Given problem
Repeat every line of the records below word for word, from the first line to the last.

(Extracted records)
<<<<
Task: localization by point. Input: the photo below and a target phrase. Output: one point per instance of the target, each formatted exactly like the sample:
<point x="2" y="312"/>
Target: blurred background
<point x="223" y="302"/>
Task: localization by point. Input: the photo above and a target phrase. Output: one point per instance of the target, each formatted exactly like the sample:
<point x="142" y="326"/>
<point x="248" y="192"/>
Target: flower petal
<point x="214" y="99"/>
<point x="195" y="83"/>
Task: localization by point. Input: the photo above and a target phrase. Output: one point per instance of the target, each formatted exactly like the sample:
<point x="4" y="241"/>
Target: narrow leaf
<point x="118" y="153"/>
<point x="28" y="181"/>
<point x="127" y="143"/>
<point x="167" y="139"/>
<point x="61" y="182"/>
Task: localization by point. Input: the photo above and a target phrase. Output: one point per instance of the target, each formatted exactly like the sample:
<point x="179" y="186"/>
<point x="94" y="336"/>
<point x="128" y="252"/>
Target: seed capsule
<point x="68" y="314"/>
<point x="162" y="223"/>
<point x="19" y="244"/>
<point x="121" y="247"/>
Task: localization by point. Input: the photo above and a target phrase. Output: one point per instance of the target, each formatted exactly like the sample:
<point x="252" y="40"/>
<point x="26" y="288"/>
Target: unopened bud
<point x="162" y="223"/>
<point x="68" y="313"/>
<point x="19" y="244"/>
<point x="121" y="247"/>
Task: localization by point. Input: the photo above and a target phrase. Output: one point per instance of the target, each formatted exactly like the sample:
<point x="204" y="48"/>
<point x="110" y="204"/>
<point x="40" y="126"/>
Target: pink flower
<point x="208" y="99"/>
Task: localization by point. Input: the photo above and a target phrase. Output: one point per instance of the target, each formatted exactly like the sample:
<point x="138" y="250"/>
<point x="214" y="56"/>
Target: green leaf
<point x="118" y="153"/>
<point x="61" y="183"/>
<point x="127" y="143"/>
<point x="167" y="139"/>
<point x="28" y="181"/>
>>>>
Exercise solution
Task: localization by point. Input: the photo below and a target phrase. Output: one point per instance of the target, each formatted exactly like the sample:
<point x="2" y="312"/>
Target: blurred background
<point x="223" y="302"/>
Task: localization by point. Input: the photo above and a target phrase. Output: one point per instance of the target, each formatted exactly like the sample:
<point x="142" y="326"/>
<point x="248" y="192"/>
Target: flower petal
<point x="214" y="99"/>
<point x="195" y="83"/>
Task: localization by point. Input: the photo above and a target phrase. Output: one point per instance of the target, each formatted exactly like the sample:
<point x="4" y="241"/>
Target: narrow leaf
<point x="118" y="153"/>
<point x="28" y="181"/>
<point x="127" y="143"/>
<point x="167" y="139"/>
<point x="61" y="182"/>
Task: localization by point. Input: the photo above and a target phrase. Output: one point per instance of the target, each formatted exactly like the sample:
<point x="179" y="186"/>
<point x="94" y="336"/>
<point x="128" y="252"/>
Target: seed capsule
<point x="68" y="314"/>
<point x="162" y="223"/>
<point x="19" y="244"/>
<point x="121" y="247"/>
Task: localization by point. Input: the photo above and a target phrase. Output: one point per instance of the target, each formatted exactly like the sample:
<point x="252" y="40"/>
<point x="26" y="288"/>
Target: unopened bud
<point x="162" y="223"/>
<point x="68" y="313"/>
<point x="19" y="244"/>
<point x="121" y="247"/>
Task: localization by point. Input: the photo above and a target phrase. Output: one point per instance of the target, each formatted exactly like the sample:
<point x="204" y="48"/>
<point x="110" y="204"/>
<point x="40" y="126"/>
Target: pink flower
<point x="208" y="99"/>
Task: localization by point. Input: the photo above and a target phrase. Output: one point per instance of the target, each formatted exactly like the sample:
<point x="138" y="250"/>
<point x="214" y="56"/>
Target: green leaf
<point x="118" y="153"/>
<point x="61" y="183"/>
<point x="127" y="143"/>
<point x="167" y="139"/>
<point x="28" y="181"/>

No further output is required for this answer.